### TASK TO CARRY OUT
Which lines of the data hold the word "else"? Copy all of them.

### SOURCE MATERIAL
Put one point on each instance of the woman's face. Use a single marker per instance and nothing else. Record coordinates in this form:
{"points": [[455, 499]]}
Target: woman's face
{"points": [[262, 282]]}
---
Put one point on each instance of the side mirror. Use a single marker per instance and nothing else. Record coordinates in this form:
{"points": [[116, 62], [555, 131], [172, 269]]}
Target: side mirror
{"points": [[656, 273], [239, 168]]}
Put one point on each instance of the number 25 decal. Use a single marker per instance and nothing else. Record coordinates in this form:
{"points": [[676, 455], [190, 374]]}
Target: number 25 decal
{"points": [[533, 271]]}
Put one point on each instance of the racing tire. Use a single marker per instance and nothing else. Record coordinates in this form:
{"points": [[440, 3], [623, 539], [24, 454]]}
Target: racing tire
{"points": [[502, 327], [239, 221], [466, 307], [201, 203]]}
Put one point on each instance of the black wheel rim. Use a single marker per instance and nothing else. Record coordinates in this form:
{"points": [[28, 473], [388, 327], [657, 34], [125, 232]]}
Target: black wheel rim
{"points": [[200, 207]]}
* * *
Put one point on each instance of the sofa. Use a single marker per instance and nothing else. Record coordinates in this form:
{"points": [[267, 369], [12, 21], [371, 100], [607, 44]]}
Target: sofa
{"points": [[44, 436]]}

### SOLUTION TO THIS PROBLEM
Put one point on each instance of the woman's face. Use a single marker per instance and nothing else. Record coordinates in this form:
Put one point on each instance of the side mirror. Use a single marker per instance and nothing else. Record coordinates in this form:
Put one point on each instance of the number 25 decal. Use a single marker per instance and nothing else. Record coordinates in this form:
Put one point on each instance of the racing tire. Use a single marker per instance and nothing else. Record coordinates in this form:
Put one point on each instance of the black wheel rim. Use a single marker per instance and nothing else. Record coordinates in this form:
Put one point on each instance of the sofa. Use a single marker per instance and nothing else. Record coordinates in this form:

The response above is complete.